Dataset entries:
════════

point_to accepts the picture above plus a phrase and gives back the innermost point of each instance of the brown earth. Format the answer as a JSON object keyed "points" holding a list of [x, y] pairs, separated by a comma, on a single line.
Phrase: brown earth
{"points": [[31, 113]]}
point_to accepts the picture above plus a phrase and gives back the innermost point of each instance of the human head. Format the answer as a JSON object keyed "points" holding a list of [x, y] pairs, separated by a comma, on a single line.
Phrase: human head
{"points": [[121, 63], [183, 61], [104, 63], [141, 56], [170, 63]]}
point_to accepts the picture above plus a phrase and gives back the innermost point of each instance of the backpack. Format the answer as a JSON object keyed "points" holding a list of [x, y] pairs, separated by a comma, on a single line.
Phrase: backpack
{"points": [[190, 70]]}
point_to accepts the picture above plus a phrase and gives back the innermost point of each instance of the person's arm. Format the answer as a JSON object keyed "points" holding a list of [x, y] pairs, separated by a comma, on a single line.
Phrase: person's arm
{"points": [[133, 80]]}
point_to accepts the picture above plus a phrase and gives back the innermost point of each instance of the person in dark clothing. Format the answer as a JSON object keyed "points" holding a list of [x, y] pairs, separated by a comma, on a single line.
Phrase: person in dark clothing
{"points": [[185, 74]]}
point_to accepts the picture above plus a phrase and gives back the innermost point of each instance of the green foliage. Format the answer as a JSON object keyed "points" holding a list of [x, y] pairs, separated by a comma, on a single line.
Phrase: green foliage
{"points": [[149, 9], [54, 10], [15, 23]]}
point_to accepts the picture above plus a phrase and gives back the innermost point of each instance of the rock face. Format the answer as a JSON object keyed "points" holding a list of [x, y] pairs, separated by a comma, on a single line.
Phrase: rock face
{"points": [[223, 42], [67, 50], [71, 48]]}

════════

THE PROBLEM:
Starting at the line that contains "of the backpack.", write out every line through the end of the entries, exactly and with nothing added.

YOUR RESPONSE:
point_to accepts the picture above plus a phrase and gives back the innermost point of each instance of the backpack. Format the answer as a JSON object keyed "points" holding a list of [x, y] pairs, separated by a comma, on a single line.
Phrase: backpack
{"points": [[190, 70]]}
point_to accepts the picture above plus a phrase and gives back the innermost point of each instance of the person's arm. Format the answer as a JSON object keyed "points" holding a list of [x, y] pairs, separated by a comma, on a single line.
Phrase: person's arm
{"points": [[133, 80]]}
point_to accepts the picture above plus a phrase and gives back the innermost point of each instance of the person in dark clothing. Format the answer as a JSON object keyed "points" holding a list of [x, y] pairs, separated by a comma, on a single line.
Phrase: person in dark clothing
{"points": [[185, 74]]}
point_to accepts the picture above plus a phrase and gives back the innermost point of each instance of the green foliage. Format the answer as a JSON object keyed "points" holding a list of [x, y] pairs, separated by a comma, on a single line.
Phrase: green foliage
{"points": [[149, 9], [54, 10], [15, 23]]}
point_to accepts the picture above plus a phrase and gives back the innermost point of each instance of the rock face. Format the answer as a JSON object keyed "points" holding a list of [x, y] pairs, separated by a comma, on a single line.
Phrase: rock face
{"points": [[223, 42], [67, 50], [71, 48]]}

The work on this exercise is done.